Start of Exercise data
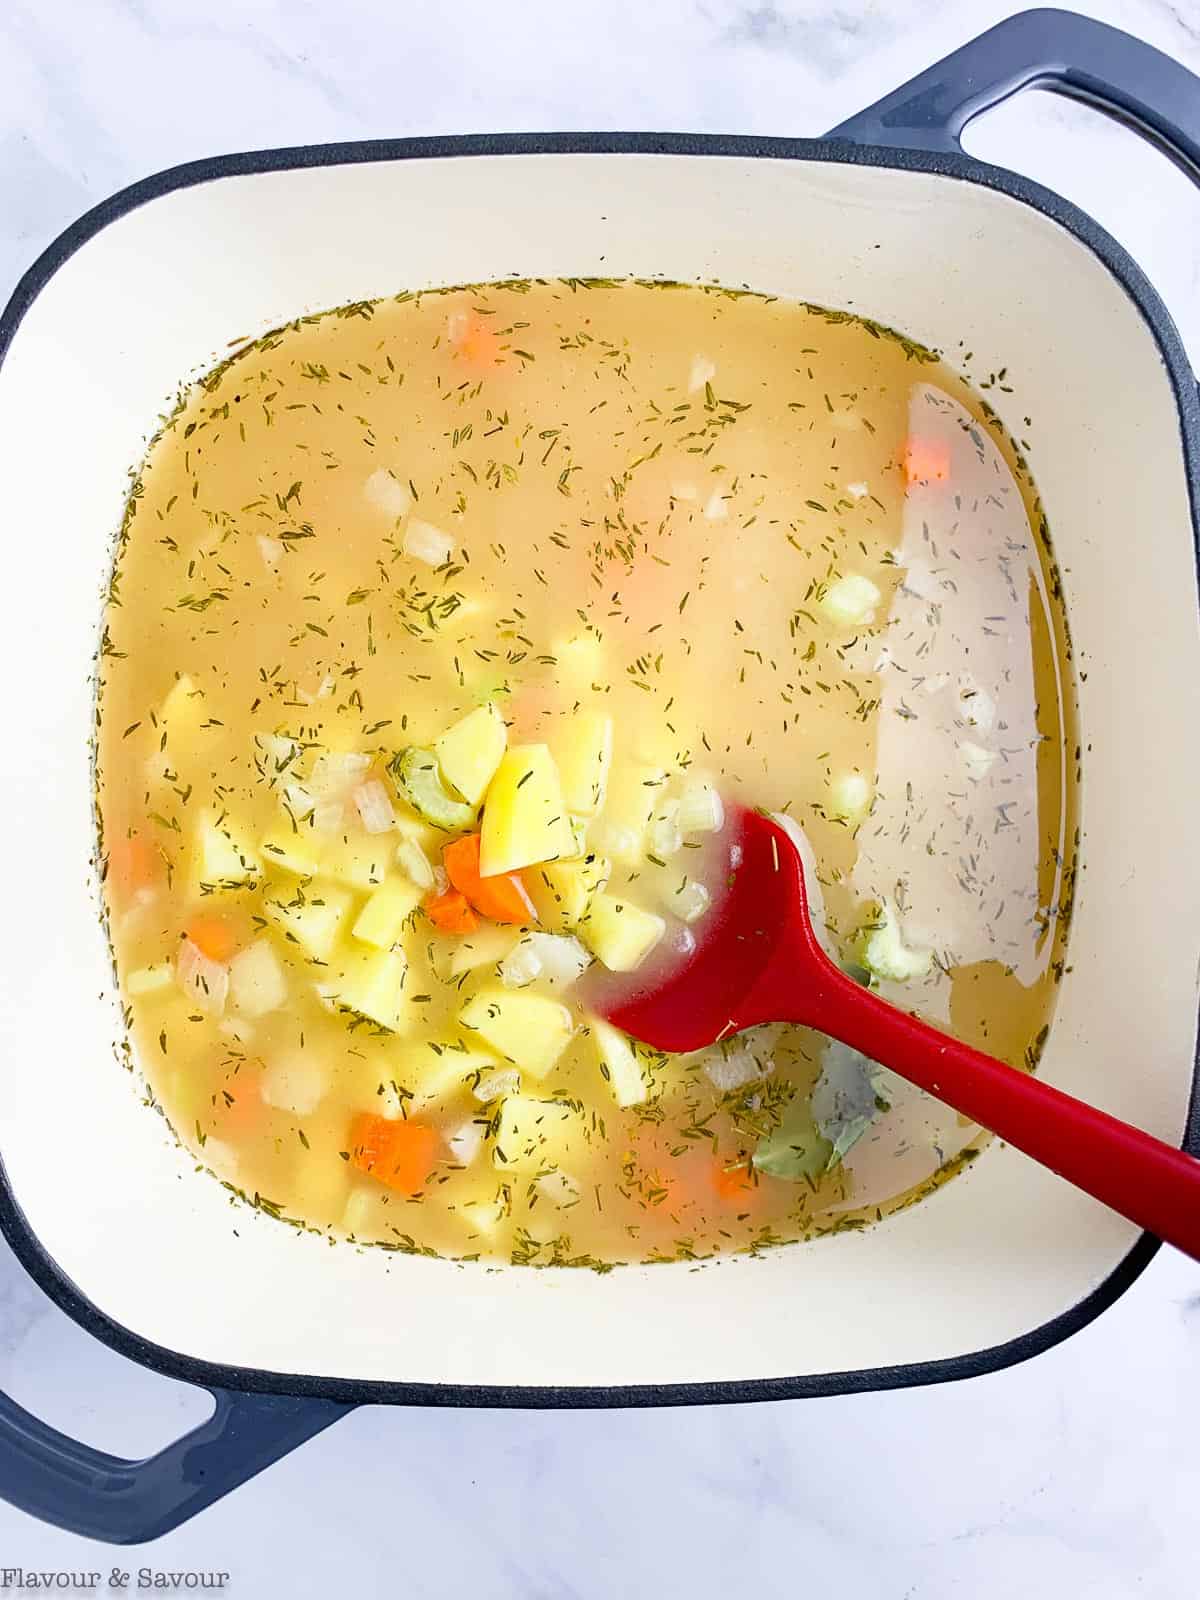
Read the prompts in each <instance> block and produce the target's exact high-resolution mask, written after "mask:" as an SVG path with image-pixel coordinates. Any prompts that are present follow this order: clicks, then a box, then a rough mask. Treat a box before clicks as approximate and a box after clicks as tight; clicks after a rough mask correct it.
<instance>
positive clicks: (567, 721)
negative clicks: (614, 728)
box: [554, 710, 613, 816]
mask: <svg viewBox="0 0 1200 1600" xmlns="http://www.w3.org/2000/svg"><path fill="white" fill-rule="evenodd" d="M554 758H555V762H557V765H558V779H560V782H562V787H563V800H565V802H566V810H568V811H574V813H578V814H579V816H595V813H597V811H598V810H600V808H602V806H603V803H605V794H606V790H608V770H610V766H611V763H613V718H611V717H610V715H608V712H602V710H579V712H576V714H574V715H573V717H570V718H568V720H566V723H565V725H563V726H562V728H560V730H558V731H557V733H555V736H554Z"/></svg>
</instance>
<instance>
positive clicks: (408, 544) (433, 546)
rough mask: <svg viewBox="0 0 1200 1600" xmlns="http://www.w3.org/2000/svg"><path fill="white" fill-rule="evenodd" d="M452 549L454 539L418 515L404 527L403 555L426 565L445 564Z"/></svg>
mask: <svg viewBox="0 0 1200 1600" xmlns="http://www.w3.org/2000/svg"><path fill="white" fill-rule="evenodd" d="M453 550H454V541H453V539H451V538H450V534H448V533H443V531H442V530H440V528H435V526H434V523H432V522H421V518H419V517H413V520H411V522H410V523H408V526H406V528H405V555H411V557H413V560H414V562H424V563H426V565H427V566H445V565H446V562H448V560H450V557H451V554H453Z"/></svg>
End of Exercise data
Problem description
Please return all lines from the records that hold the word "positive".

Task solution
positive clicks: (567, 721)
positive clicks: (408, 544) (433, 546)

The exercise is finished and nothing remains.